Qué hacer: Enumera todas las personas a las que el fragmento sobre los allanamientos en La Plata nombra por su nombre propio.

Fragmento del texto:
========================================

El año 75 trajo en mi familia un nuevo nacimiento; en el país, sin embargo, la vida se debatía en un laberinto complejo de violencia política creciente.  El ´76 no empezó mejor, y la espiral del terror tuvo su climax el 24 de Marzo con el golpe de Estado.  La violencia, sin embargo, no descendió, sino que, al contrario, recrudeció en el accionar de grupos paramilitares que actuaban impunemente, secuestrando y realizando allanamientos sin orden ni aviso. 
Un día de Septiembre del ´76, en La Plata, les tocó a los antiguos habitantes de mi casa, los hermanos Perez, padecer un allanamiento: cayó un “grupo de tareas” al departamento de 1 y 54 que compartían Mirtha y Alberto.  Mirtha casualmente no estaba, pero la buscaban a ella. ¿Su pecado? Ser novia de Marcelo Borrajo, militante y dirigente de la JUP (Juventud Universitaria Peronista).  Revolvieron todo y no encontraron nada, pero se llevaron todos los elementos de valor que pudieron.  Interrogaron, golpearon, amenazaron, robaron.  Finalmente se fueron, pero Mirtha estaba definitivamente marcada.
Ella había comenzado a militar políticamente en la facultad, acopañando a su novio en las actividades habituales: repartir volantes, organizar reuniones y actividades en el Centro de Estudiantes… una vida democrática normal que se resistían a dejar en medio de las presiones de la naciente dictadura.  Aún no comprendían la verdadera dimensión del peligro.  Sin embargo este reciente episodio con la patota paramilitar les dió una señal alarmante, y pensaron en exiliarse en Brasil con familiares de Marcelo, su novio.  Mientras, Mirtha se mudaría a un departamento en 39 entre 11 y 12 con Adela “Leli” Savoy, compañera de facultad y oriunda de Gualeguaychú, como su novio.  Yolanda (la madre de Mirtha) viajó para ayudarlas, pero nada la tenía preparada para lo que le tocaría vivir.  Era 17 de Diciembre de 1976.  Mirtha y Leli Savoy (su compañera) tenían un casamiento esa noche, y salieron en el auto del hermano de Mirtha para hacer mandados.  Mientras Yolanda estaba sola en el departamento cayó un grupo paramilitar.  Se apostaron sigilosamente.  Tenían información de que Marcelo Borrajo visitaría a Mirtha ese día.  Coparon la casa con Yolanda dentro y lo esperaron.  Cuando Marcelo llegó lo maniataron, lo golpearon y lo interrogaron duramente.  Las horas transcurrieron.  Mirtha no volvía y Yolanda se desesperaba.  El departamento de calle 39 se había transformado en una mazmorra.  Alberto, alarmado por la tardanza en que le devuelvan el auto, fué a lo de Mirtha y también lo detuvieron y maniataron.  Buscaban armas y elementos subversivos; esperaban a más compañeros de Marcelo, con quienes pensaban enfrentarse a los tiros… nada de eso sucedió.  Sólo encontraron algunos volantes políticos.  Yolanda y Alberto fueron liberados, con la prohibición de regresar.  Algunos vecinos vieron cómo, ya de madrugada, sacaban el cuerpo de Marcelo Borrajo envuelto en una sábana.  El grupo de tareas se robó hasta los colchones.  Mirtha nunca volvió.

========================================

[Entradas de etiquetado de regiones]
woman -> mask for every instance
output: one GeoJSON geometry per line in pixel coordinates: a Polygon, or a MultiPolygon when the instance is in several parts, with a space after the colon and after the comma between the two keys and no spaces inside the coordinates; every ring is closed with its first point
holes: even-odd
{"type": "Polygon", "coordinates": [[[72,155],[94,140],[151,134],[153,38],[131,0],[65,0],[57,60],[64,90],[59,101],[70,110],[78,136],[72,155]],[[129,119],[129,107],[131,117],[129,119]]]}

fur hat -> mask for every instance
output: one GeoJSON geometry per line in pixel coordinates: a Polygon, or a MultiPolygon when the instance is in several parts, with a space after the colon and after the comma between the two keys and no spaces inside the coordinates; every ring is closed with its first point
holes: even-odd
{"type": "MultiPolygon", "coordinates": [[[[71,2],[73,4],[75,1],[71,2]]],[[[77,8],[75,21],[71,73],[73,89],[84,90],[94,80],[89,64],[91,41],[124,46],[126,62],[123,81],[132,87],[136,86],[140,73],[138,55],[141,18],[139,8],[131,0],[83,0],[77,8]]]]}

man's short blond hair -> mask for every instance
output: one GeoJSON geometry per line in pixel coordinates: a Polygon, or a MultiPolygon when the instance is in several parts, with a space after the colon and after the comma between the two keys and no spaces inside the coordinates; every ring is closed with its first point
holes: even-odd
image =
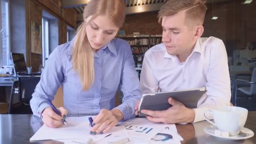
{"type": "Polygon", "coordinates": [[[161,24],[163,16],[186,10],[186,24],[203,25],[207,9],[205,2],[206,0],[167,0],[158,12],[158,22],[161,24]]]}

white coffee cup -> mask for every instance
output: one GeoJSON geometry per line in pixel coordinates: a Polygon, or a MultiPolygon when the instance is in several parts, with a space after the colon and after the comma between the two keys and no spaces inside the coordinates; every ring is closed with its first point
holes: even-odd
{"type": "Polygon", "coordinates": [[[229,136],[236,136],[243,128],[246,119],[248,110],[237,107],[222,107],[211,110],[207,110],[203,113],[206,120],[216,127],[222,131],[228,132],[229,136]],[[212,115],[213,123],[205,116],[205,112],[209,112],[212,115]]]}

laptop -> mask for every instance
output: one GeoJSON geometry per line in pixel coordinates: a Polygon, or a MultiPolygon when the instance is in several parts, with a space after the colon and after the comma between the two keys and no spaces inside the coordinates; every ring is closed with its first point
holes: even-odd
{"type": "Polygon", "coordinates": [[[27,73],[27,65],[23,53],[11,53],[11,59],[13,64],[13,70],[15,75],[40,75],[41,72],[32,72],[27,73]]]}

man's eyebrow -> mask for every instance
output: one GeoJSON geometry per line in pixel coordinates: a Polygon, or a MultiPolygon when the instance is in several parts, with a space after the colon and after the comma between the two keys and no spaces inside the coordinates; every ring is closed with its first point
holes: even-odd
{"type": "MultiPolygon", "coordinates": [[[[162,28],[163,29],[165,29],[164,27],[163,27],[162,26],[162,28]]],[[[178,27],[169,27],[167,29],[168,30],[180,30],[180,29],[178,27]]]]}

========================================

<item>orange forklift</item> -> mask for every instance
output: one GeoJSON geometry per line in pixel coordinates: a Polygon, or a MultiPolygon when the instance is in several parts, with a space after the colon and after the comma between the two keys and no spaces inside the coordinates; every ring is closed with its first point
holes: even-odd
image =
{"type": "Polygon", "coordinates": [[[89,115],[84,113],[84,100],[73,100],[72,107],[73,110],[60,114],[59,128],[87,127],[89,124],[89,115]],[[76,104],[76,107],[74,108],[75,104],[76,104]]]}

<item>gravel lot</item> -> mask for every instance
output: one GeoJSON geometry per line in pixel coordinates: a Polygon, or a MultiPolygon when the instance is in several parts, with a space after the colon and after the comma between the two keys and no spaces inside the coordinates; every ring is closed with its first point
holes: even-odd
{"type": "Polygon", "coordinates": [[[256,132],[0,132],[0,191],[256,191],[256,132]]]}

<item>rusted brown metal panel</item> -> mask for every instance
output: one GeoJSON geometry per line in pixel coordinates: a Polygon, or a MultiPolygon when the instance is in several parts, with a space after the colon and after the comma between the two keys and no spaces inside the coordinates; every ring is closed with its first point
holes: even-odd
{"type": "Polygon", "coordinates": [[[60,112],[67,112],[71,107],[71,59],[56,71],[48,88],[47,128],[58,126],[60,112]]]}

========================================

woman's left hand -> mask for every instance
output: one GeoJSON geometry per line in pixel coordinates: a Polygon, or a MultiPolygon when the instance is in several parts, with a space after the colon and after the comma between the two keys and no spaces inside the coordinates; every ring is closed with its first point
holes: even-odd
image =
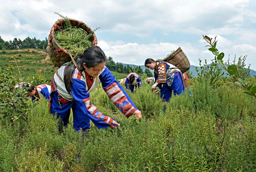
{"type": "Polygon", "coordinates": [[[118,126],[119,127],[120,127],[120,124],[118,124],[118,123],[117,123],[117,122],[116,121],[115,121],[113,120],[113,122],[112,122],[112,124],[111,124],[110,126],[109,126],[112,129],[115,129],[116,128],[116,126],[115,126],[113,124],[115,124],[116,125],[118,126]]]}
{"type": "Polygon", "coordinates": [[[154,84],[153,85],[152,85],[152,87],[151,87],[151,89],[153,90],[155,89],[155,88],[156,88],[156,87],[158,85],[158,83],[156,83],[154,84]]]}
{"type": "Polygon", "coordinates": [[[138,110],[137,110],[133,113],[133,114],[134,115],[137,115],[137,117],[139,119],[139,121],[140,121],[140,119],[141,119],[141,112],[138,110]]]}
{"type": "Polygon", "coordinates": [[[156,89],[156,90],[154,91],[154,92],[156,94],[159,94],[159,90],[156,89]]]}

========================================

Respuesta a continuación:
- Mirtha (Perez)
- Alberto (Perez)
- Marcelo Borrajo
- Adela "Leli" Savoy
- Yolanda